GIVEN PASSAGE:
┏━━

SB-1115, As Passed House, March 20, 2008

 

 

 

 

 

 

 

 

 

 

 

 

HOUSE SUBSTITUTE FOR

 

SENATE BILL NO. 1115

 

 

 

 

 

 

 

 

 

 

 

     A bill to amend 2007 PA 36, entitled

 

"Michigan business tax act,"

 

(MCL 208.1101 to 208.1601) by adding section 431a.

 

THE PEOPLE OF THE STATE OF MICHIGAN ENACT:

 

     Sec. 431a. (1) A qualified taxpayer may claim a credit against

 

the tax imposed by this act in an amount up to 100% of the

 

qualified supplier's or customer's payroll attributable to

 

employees who perform qualified new jobs as determined by the

 

Michigan economic growth authority, multiplied by the tax rate for

 

the tax year for a period of up to 5 years as determined by the

 

Michigan economic growth authority. If the credit allowed under

 

this subsection exceeds the liability of the taxpayer for the tax

 

year, the taxpayer may elect to have that portion that exceeds the

 

tax liability of the taxpayer refunded or to have the excess


 

carried forward to offset tax liability in subsequent years for 10

 

years or until it is used up, whichever occurs first. The Michigan

 

economic growth authority shall not designate more than 5 taxpayers

 

as an anchor company in each calendar year and shall not approve

 

more than 5 new credits in each calendar year under this

 

subsection. A taxpayer has 5 years from the date on which the

 

taxpayer is designated as an anchor company to seek certification

 

from the Michigan economic growth authority as a qualified taxpayer

 

for each qualified supplier or customer for which a credit is

 

sought under this section. However, a credit shall not be provided

 

for a tax year prior to the tax year during which the certification

 

is made. If a qualified taxpayer is awarded a credit under this

 

subsection, any subsequent credits awarded to that qualified

 

taxpayer shall not be included in determining the yearly limit of 5

 

new credits under this subsection.

┗━━

EXERCISE INSTRUCTIONS:
**1)** Answer these from the bill:
(a) Which act does the bill amend, and what section does it add?
(b) What is the most taxpayers the Michigan economic growth authority may designate as an anchor company in each calendar year?
(c) How long may a credit that exceeds the taxpayer's liability be carried forward?
**2)** Reproduce the part of the bill starting with "is made. If" and going on through "under this subsection.".
Rely only on the bill above.

DATA SECTION:
┏━━

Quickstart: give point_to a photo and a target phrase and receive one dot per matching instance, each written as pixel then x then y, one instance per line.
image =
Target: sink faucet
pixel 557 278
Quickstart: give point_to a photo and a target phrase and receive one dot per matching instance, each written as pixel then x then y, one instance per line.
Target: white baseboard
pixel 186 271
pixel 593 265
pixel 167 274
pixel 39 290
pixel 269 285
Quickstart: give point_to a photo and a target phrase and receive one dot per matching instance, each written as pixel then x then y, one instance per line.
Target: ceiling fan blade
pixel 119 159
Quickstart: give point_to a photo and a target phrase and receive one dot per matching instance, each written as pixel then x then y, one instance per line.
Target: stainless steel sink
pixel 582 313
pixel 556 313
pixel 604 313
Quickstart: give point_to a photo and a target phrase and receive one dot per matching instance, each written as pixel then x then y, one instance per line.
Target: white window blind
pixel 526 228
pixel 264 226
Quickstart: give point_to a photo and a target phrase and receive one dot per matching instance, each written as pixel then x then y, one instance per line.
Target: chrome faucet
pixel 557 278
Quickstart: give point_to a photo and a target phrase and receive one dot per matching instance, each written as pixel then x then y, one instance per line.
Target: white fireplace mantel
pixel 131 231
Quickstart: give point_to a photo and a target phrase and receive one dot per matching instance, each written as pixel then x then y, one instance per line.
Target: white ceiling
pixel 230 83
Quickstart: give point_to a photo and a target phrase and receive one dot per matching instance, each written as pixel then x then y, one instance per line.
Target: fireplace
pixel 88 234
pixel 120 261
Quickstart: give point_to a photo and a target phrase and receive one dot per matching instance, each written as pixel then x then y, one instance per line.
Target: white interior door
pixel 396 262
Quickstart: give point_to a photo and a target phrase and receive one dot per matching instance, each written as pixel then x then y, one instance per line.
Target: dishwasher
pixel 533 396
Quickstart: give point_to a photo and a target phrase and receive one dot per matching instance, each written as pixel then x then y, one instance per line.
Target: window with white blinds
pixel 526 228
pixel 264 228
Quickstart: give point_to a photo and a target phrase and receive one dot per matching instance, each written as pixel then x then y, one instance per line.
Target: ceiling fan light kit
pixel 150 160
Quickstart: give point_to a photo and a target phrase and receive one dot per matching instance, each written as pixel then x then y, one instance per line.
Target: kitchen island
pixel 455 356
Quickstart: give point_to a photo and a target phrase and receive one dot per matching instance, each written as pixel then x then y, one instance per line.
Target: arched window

┗━━

OUTPUTS:
**1)**
(a) It amends 2007 PA 36, the "Michigan business tax act," by adding section 431a.
(b) No more than 5 taxpayers.
(c) For 10 years or until it is used up, whichever occurs first.

**2)**
is made. If a qualified taxpayer is awarded a credit under this

 

subsection, any subsequent credits awarded to that qualified

 

taxpayer shall not be included in determining the yearly limit of 5

 

new credits under this subsection.